Dataset entries:
======

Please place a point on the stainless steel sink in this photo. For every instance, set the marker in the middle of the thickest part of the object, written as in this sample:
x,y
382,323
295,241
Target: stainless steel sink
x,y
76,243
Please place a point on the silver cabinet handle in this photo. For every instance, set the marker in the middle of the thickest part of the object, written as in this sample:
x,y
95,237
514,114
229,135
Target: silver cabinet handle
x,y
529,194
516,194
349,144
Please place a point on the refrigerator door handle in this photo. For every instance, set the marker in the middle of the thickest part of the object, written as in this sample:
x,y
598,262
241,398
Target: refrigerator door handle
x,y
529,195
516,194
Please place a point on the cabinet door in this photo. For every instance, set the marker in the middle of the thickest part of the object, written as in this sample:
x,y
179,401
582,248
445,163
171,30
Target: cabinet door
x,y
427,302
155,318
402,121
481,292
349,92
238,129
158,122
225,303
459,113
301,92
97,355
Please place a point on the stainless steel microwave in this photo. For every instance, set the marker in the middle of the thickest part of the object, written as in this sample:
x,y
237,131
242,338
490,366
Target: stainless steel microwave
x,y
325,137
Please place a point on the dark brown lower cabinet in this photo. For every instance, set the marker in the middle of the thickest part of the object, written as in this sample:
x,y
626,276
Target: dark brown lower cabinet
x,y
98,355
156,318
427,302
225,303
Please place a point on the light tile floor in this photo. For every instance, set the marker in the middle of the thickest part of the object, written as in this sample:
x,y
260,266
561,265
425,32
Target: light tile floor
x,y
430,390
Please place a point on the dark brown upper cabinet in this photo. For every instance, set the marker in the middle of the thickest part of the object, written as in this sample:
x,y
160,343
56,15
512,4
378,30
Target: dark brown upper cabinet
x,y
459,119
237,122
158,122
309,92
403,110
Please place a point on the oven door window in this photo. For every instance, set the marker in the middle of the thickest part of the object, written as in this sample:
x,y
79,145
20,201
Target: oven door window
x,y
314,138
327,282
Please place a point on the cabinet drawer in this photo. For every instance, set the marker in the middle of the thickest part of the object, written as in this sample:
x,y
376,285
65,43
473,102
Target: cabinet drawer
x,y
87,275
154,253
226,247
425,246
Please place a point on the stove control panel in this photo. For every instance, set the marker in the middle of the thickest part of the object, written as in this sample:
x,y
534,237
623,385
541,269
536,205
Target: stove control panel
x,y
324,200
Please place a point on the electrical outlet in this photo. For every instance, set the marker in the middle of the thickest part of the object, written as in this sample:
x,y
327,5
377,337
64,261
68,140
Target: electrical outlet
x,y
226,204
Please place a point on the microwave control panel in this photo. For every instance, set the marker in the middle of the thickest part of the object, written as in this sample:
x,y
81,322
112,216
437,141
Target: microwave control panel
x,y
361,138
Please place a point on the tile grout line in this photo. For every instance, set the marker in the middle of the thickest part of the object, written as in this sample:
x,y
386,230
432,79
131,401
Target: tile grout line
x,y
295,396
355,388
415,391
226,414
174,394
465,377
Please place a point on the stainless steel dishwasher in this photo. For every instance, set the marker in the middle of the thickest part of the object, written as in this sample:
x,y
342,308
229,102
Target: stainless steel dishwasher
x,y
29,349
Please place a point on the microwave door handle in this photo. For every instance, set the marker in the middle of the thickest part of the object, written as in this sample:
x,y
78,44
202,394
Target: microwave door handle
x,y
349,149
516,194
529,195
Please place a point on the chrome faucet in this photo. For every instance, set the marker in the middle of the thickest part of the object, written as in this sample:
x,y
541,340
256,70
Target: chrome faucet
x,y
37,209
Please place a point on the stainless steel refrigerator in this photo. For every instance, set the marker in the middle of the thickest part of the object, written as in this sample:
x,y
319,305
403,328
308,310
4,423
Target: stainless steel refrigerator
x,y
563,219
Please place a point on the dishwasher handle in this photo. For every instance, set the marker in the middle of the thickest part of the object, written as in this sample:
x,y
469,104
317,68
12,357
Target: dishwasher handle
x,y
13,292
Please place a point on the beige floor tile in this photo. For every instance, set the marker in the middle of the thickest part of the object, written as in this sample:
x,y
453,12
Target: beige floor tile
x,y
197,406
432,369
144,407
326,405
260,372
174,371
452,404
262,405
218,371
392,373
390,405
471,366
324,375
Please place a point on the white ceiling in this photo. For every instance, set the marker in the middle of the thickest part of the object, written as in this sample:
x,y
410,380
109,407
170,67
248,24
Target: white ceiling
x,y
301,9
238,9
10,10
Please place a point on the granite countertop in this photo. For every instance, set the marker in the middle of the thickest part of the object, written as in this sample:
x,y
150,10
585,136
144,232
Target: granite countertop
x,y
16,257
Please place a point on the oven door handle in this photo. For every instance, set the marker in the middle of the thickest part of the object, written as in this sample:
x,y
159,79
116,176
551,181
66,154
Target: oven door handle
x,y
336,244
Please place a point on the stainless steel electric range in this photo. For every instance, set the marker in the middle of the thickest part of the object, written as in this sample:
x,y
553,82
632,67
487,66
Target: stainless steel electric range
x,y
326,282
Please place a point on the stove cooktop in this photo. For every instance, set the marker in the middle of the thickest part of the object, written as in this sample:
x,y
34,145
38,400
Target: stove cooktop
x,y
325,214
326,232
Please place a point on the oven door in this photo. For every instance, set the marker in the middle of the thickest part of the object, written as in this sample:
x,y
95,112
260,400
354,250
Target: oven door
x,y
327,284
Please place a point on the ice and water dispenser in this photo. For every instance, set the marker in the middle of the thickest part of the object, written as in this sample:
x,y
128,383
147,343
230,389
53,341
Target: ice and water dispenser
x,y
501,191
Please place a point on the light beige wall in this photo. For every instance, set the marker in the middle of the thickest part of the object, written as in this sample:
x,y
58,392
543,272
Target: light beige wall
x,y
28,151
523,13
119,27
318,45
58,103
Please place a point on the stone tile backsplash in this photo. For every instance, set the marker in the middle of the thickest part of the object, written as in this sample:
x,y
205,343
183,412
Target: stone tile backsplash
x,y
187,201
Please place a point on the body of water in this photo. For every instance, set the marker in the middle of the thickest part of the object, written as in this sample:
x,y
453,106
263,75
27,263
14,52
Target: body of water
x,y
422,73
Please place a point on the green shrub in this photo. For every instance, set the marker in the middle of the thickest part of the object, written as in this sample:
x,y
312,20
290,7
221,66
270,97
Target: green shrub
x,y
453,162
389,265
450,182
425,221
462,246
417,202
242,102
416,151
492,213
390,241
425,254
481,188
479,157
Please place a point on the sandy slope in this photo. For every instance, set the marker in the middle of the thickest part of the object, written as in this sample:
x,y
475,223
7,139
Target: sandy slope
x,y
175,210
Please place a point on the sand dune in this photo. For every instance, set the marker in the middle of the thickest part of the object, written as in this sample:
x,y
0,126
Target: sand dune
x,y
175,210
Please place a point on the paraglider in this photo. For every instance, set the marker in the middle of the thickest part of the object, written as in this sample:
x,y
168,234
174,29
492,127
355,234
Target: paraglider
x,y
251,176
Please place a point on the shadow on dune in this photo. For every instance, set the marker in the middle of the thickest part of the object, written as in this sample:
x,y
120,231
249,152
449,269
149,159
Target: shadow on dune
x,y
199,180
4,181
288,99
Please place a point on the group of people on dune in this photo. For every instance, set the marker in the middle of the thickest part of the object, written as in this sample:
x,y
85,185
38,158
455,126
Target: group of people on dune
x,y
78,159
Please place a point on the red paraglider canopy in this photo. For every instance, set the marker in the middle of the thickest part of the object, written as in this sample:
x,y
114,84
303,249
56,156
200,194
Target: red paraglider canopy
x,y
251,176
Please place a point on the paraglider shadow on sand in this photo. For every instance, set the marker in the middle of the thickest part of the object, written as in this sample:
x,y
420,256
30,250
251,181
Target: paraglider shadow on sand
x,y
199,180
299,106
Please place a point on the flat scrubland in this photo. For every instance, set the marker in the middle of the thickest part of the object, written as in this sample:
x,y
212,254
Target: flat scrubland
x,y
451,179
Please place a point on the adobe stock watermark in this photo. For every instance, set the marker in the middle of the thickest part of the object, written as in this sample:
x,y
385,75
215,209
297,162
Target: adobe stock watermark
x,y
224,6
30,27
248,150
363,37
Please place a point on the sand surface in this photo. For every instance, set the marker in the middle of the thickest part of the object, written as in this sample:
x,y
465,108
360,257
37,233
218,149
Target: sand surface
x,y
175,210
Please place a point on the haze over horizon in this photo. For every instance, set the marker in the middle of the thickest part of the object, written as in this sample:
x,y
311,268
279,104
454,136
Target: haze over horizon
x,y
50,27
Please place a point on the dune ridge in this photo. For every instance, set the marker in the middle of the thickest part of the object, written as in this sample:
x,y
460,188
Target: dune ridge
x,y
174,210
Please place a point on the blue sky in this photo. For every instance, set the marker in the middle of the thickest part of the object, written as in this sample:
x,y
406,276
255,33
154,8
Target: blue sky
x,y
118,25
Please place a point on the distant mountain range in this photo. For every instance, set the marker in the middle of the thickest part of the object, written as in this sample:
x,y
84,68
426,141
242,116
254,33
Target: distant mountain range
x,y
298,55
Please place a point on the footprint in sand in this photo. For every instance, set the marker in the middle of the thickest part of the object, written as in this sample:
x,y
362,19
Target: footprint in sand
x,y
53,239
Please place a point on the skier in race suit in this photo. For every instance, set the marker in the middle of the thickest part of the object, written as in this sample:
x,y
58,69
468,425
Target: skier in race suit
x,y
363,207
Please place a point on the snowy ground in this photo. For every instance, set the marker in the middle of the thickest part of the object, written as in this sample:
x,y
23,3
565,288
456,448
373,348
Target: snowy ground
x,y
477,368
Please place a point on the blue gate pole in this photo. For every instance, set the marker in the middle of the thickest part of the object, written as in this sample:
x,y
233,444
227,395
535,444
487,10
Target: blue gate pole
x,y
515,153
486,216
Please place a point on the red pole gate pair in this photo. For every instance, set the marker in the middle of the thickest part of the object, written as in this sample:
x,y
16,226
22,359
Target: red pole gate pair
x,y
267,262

======

What needs to be done:
Render as a numbered list the lines from the one containing "Please place a point on the snowy" through the end of the material, both ends included, leaving out any blank lines.

Task answer:
1. Please place a point on the snowy ground in this photo. For every instance, set the marker in the middle of the thickest part of the object, written as in this sample:
2. x,y
3. 23,3
4. 565,288
5. 456,448
6. 373,348
7. Target: snowy ground
8. x,y
9. 477,368
10. Please place a point on the blue gate pole in this photo. For every instance, set the marker in the middle of the thickest part of the object, written as in this sample:
11. x,y
12. 233,444
13. 227,395
14. 535,444
15. 487,10
16. Target: blue gate pole
17. x,y
18. 515,153
19. 486,216
20. Please place a point on the red pole gate pair in this photo. For every instance, set the marker in the middle of the thickest part of the object, written as in this sample:
21. x,y
22. 16,226
23. 22,359
24. Target: red pole gate pair
25. x,y
26. 267,262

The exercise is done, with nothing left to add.